> _Passage cité_:
◇ ◇ ◇ ◇

Les IA devraient à nouveau faire beaucoup parler d’elles en 2024. Selon le MIT de Boston des innovations fiabilisées arrivent : chatbots personnalisables – IA génératives “vidéos” – robots multi-tâches – capacité d’IA à s’auto-entrainer et corriger, etc. Mais aussi des risques tels que les Deep Fakes. Quoi qu’il en soit des centaines de millions d’utilisateurs ont recours déjà aux IA. Leur développement se poursuivra de manière exponentielle. Qu’en sera-il en formation professionnelle ?
Défi n°1 : Quelle “sécurité” de l’IA en formation ?
Cette question en recouvre au moins 6 autres :
- Que deviennent les “données” personnelles des apprenants (ou des formateurs) ?
- Quel est le niveau réel de sécurité de l’IA contre les cyber-menaces ?
- Quid de la Protection des “secrets” d’entreprise ou des formateurs et de la confidentialité ?
- Où vont les datas produites en formation avec l’IA, sont-elles cryptées ?
- Quelle Transparence des algorithmes de l’IA, indispensable à la confiance des apprenants ?
- Qui est responsable en cas de défaillance de l’IA en formation ?

◇ ◇ ◇ ◇

> _Extraits d'un jeu de données_:
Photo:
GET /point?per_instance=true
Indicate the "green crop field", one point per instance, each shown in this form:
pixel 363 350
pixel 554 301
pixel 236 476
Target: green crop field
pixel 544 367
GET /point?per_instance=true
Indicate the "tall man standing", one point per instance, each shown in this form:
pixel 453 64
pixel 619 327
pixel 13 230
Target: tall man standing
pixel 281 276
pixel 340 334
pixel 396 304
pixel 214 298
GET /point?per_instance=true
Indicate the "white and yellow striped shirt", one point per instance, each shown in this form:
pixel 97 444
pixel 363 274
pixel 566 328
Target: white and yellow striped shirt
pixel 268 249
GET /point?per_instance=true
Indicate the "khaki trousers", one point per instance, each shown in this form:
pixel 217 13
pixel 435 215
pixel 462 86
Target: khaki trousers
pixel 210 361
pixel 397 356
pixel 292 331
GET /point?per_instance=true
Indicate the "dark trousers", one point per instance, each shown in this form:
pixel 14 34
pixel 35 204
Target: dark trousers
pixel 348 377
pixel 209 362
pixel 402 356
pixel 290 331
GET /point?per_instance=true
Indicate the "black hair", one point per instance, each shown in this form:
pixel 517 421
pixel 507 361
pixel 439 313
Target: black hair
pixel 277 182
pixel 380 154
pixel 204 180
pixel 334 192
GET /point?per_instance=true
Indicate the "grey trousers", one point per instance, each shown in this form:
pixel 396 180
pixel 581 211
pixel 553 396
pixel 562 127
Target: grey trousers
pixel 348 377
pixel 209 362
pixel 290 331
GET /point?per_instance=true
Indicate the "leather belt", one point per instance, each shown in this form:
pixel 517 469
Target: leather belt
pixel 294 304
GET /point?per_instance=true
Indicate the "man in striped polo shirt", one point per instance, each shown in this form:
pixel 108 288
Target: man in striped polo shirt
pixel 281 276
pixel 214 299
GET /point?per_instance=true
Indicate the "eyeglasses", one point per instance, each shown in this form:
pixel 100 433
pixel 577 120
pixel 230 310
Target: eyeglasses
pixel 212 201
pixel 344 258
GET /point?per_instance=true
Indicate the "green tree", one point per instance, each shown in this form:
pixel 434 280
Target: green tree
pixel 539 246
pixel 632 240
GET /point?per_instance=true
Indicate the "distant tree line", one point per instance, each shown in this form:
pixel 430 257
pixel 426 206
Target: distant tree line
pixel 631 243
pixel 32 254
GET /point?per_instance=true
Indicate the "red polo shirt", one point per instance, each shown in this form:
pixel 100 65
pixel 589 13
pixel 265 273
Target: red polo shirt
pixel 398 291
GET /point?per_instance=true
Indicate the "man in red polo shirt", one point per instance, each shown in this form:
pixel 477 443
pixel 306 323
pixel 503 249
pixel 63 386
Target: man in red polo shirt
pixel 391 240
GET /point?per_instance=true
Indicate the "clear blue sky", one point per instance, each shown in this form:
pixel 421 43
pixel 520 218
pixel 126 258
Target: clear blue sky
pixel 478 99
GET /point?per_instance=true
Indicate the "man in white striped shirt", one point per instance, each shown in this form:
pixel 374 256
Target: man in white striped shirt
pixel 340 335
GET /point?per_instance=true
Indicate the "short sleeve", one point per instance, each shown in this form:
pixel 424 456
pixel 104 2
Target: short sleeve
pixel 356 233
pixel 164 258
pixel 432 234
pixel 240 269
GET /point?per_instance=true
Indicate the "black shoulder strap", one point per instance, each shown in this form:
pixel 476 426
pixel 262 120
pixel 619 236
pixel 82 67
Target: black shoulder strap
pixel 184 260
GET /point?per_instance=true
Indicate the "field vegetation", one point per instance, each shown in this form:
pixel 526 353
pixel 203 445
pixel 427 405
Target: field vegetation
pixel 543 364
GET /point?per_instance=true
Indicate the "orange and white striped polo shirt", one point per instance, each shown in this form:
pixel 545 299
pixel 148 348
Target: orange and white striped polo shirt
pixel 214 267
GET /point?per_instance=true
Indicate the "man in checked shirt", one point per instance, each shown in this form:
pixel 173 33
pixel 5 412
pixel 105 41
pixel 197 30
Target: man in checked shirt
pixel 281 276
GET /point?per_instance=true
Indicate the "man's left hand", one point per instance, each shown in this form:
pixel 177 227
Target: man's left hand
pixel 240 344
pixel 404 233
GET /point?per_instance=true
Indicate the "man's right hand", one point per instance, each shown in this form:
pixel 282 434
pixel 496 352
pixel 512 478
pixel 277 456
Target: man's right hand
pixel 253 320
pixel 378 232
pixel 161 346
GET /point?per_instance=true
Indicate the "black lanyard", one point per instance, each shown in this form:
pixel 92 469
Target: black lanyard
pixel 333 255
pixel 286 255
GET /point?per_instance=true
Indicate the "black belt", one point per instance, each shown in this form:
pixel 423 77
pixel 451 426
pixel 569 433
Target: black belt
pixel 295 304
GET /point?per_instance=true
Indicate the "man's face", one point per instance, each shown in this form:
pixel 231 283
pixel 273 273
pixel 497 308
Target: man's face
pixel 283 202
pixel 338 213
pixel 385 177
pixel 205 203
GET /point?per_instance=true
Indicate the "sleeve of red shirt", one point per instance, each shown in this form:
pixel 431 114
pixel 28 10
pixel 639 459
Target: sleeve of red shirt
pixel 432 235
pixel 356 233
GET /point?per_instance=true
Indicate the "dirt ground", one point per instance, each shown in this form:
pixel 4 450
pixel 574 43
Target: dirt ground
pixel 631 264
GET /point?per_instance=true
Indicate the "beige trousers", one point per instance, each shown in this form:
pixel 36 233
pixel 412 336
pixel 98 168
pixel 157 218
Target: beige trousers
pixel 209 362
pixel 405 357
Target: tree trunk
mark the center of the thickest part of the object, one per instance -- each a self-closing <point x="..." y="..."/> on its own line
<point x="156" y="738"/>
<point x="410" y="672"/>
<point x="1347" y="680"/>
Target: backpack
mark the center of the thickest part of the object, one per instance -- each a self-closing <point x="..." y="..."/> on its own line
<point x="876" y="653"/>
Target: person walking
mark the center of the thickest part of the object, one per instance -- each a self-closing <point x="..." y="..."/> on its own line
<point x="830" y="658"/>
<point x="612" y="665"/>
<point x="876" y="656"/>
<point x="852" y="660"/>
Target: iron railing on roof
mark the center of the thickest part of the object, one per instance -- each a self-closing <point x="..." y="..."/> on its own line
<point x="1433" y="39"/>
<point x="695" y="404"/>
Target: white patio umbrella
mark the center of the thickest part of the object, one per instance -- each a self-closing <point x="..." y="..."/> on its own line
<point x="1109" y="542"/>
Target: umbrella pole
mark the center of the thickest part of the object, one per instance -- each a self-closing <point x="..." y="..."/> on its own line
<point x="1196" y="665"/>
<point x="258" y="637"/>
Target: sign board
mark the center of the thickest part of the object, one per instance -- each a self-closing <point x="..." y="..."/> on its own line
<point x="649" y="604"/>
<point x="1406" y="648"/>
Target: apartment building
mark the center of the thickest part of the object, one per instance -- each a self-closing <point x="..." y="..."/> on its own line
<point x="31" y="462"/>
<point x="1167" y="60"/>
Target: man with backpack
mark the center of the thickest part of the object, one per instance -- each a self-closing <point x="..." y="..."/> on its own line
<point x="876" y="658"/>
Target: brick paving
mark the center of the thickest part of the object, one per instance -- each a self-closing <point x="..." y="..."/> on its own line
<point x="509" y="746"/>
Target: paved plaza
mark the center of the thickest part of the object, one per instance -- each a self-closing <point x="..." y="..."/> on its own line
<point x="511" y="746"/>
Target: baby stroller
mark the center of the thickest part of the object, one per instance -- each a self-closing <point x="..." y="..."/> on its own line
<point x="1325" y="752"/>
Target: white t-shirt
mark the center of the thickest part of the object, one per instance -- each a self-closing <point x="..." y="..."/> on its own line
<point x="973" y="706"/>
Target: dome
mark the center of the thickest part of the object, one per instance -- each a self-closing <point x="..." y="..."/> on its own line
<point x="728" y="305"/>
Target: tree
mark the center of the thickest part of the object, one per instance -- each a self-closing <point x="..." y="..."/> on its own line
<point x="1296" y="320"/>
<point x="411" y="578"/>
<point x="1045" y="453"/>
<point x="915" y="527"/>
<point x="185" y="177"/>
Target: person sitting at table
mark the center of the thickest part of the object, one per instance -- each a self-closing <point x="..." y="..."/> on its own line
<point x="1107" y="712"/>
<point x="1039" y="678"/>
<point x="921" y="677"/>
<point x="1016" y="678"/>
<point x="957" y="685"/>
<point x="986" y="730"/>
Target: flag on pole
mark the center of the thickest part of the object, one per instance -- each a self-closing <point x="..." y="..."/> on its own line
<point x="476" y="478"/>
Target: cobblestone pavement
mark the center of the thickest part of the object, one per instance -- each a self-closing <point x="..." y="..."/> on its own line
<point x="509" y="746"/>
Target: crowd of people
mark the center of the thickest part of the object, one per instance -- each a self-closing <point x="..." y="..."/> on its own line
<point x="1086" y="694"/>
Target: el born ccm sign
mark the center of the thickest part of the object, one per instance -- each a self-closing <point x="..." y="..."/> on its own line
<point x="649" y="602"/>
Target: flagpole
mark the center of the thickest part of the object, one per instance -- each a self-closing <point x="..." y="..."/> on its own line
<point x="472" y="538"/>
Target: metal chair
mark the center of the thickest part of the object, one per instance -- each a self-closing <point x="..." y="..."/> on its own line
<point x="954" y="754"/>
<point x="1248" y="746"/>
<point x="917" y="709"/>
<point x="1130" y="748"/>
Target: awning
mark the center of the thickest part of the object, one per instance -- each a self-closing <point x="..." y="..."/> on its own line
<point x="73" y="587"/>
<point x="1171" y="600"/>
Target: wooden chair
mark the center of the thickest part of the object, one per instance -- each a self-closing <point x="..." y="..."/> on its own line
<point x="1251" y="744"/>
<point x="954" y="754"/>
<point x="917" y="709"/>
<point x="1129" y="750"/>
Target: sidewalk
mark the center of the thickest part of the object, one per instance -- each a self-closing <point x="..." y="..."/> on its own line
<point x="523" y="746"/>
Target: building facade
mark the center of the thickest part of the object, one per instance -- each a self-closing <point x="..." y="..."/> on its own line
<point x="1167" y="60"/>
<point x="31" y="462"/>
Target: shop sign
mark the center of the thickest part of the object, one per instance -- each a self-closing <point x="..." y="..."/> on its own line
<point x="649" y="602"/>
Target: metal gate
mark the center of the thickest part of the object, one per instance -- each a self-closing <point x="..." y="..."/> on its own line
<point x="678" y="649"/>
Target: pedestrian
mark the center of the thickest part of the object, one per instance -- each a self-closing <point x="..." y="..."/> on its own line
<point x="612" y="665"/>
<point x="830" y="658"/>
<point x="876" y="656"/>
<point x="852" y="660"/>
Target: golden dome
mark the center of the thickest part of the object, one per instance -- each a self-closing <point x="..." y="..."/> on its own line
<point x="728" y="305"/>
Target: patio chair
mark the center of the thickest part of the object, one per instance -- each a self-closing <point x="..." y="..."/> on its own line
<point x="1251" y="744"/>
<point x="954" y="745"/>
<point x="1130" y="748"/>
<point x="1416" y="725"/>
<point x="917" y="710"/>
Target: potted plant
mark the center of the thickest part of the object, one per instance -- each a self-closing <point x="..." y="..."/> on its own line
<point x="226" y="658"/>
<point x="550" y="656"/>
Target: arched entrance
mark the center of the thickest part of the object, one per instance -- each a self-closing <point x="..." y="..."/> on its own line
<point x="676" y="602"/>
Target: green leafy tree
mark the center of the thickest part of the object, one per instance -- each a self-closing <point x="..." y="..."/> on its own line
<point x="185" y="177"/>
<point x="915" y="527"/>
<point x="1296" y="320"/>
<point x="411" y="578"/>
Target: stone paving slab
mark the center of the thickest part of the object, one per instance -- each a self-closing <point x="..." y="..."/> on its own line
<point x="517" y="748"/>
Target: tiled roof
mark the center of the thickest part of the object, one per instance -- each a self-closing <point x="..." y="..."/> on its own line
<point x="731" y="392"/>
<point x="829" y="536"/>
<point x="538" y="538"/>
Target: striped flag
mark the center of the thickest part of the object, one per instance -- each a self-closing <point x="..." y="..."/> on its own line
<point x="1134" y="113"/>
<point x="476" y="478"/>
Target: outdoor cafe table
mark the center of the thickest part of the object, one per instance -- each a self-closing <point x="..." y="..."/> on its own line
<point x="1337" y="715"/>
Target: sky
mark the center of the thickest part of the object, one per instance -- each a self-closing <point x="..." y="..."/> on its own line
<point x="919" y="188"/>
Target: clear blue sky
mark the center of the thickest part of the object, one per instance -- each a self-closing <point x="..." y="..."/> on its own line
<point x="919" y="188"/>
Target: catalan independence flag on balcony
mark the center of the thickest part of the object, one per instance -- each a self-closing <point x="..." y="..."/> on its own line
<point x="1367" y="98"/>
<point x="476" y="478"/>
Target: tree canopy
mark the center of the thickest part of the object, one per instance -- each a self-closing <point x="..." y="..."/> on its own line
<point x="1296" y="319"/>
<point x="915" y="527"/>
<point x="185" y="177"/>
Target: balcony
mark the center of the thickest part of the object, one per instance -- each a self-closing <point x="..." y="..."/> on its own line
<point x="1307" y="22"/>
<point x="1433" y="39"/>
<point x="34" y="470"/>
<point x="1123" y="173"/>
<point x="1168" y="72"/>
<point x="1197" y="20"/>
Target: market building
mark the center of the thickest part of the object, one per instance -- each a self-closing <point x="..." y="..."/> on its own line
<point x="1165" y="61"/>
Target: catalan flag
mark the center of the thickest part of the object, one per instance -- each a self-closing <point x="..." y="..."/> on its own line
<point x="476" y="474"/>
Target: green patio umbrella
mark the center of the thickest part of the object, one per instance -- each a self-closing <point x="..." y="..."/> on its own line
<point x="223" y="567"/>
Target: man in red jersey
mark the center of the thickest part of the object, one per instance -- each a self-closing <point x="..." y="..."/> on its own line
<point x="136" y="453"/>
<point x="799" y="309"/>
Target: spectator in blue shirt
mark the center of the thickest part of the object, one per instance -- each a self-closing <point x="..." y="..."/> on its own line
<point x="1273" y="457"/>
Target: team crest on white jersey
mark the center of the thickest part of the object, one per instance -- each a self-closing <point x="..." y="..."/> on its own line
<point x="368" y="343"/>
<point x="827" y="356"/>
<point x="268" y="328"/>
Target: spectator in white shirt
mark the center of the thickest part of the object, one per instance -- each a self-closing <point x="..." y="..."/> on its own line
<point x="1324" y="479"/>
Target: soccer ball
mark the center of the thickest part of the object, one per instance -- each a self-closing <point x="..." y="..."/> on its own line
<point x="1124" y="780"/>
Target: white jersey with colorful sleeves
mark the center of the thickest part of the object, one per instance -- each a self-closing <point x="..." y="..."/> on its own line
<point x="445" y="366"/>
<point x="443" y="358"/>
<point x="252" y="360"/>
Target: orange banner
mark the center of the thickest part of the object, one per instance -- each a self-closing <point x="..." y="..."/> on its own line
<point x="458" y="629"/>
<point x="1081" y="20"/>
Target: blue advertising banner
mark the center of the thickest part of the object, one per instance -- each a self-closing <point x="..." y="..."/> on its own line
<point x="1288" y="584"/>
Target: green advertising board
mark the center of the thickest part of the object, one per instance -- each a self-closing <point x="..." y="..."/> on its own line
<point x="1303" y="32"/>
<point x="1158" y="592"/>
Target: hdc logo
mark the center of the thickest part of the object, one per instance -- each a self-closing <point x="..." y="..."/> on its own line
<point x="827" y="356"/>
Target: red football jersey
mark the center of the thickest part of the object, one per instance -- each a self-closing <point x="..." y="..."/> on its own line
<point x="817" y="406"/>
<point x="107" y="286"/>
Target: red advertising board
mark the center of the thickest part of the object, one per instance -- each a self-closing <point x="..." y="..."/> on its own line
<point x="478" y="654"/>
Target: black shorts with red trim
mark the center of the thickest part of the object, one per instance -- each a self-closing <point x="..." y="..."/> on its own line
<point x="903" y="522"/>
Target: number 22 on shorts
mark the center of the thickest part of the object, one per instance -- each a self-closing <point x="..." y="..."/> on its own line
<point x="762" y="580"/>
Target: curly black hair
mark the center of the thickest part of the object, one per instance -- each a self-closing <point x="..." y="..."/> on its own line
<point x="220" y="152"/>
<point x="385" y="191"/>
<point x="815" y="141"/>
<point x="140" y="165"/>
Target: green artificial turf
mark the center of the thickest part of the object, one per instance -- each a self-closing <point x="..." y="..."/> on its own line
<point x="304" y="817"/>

◇ ◇ ◇ ◇

> _Consigne_:
Imprimez le passage du texte sur l'IA en formation allant de « - Où vont les » à « des apprenants ? », bornes incluses. Le listing n'est d'aucune utilité pour cet exercice.

> _Réponse finale_:
- Où vont les datas produites en formation avec l’IA, sont-elles cryptées ?
- Quelle Transparence des algorithmes de l’IA, indispensable à la confiance des apprenants ?